*Okunacak Metin:*
'''

Bu yazıyı Meclis’in bahçesinde döktüm bilgisayarın ekranına. Bazı milletvekilleriyle paylaştığımız masada ben tuşlara basarken, TBMM Başkanı Cemil Çiçek geldi yanımıza. Yemin krizinin çözülmesi duayen siyasetçinin yüzünü güldürmüştü.
“Adınız yetti, kriz çözüldü” diyenlere Çiçek’in yanıtı mütevazılık vurgusu taşıyordu: “Siyasette hiçbir başarı bireysel değildir. İşin böyle sonuçlanmasında Sayın Cumhurbaşkanımız’ın, Sayın Başbakanımız’ın, Sayın Ana Muhalefet Liderimiz’in, partilerin Sayın Grup Yöneticileri’nin katkıları, emekleri var.”

'''

*Yapılacak İş:* Yukarıdaki okunacak metni baştan sona, tek bir harfini bile değiştirmeden yazıya geçirin.

*Alıntılanan Veriler:*
'''

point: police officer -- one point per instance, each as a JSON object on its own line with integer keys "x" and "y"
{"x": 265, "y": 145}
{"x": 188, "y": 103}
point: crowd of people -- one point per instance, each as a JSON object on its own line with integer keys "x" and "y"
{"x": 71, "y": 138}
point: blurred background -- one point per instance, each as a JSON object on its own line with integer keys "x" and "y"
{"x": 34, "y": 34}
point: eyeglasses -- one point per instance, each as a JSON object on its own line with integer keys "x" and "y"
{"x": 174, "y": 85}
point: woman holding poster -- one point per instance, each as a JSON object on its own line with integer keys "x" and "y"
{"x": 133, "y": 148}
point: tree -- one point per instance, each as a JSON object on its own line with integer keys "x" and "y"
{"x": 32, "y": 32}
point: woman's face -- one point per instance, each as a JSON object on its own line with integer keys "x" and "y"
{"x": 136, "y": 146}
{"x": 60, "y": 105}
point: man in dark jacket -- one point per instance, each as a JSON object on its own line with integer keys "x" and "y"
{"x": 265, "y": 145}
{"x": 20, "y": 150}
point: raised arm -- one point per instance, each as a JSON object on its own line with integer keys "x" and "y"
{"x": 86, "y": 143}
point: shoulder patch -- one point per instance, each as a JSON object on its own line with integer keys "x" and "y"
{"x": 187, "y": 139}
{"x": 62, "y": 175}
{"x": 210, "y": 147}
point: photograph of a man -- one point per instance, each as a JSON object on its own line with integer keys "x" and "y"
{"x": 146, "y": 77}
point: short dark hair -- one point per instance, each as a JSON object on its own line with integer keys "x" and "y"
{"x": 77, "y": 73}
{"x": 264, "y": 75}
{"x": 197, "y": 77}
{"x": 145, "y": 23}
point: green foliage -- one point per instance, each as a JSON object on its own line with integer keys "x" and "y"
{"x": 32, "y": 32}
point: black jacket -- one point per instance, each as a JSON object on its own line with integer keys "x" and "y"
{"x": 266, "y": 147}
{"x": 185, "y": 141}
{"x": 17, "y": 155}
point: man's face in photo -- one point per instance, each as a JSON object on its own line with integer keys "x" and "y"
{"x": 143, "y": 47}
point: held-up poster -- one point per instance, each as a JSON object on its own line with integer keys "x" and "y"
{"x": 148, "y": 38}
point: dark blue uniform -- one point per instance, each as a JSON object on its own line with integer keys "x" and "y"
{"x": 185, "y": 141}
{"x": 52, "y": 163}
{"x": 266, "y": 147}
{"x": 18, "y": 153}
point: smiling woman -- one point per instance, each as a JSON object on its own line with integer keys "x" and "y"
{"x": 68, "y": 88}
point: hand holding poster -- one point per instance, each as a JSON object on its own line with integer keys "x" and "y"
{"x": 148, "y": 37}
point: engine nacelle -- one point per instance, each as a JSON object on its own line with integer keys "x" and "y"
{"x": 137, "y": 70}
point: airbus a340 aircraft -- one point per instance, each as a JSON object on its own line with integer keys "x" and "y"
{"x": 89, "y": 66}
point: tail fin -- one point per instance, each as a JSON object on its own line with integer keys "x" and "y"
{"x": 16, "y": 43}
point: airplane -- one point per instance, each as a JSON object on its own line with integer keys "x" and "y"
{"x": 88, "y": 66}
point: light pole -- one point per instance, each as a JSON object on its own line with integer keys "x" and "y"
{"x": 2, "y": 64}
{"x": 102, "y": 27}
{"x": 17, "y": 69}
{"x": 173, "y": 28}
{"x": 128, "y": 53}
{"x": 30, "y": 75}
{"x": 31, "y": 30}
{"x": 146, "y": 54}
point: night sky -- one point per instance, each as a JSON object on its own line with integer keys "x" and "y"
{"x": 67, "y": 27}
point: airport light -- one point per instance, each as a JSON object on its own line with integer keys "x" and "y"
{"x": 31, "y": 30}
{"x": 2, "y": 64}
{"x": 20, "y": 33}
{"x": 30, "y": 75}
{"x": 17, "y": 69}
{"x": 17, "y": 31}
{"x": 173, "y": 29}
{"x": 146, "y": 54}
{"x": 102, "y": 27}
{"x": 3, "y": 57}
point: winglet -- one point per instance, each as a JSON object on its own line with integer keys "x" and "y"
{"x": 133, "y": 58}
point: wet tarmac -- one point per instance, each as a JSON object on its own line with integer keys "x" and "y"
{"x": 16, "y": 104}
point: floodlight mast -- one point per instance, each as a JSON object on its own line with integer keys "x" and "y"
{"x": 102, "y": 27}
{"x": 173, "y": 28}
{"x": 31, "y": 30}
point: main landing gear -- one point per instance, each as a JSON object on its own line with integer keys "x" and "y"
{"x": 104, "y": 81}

'''

*Doğru Sonuç:*
Bu yazıyı Meclis’in bahçesinde döktüm bilgisayarın ekranına. Bazı milletvekilleriyle paylaştığımız masada ben tuşlara basarken, TBMM Başkanı Cemil Çiçek geldi yanımıza. Yemin krizinin çözülmesi duayen siyasetçinin yüzünü güldürmüştü.
“Adınız yetti, kriz çözüldü” diyenlere Çiçek’in yanıtı mütevazılık vurgusu taşıyordu: “Siyasette hiçbir başarı bireysel değildir. İşin böyle sonuçlanmasında Sayın Cumhurbaşkanımız’ın, Sayın Başbakanımız’ın, Sayın Ana Muhalefet Liderimiz’in, partilerin Sayın Grup Yöneticileri’nin katkıları, emekleri var.”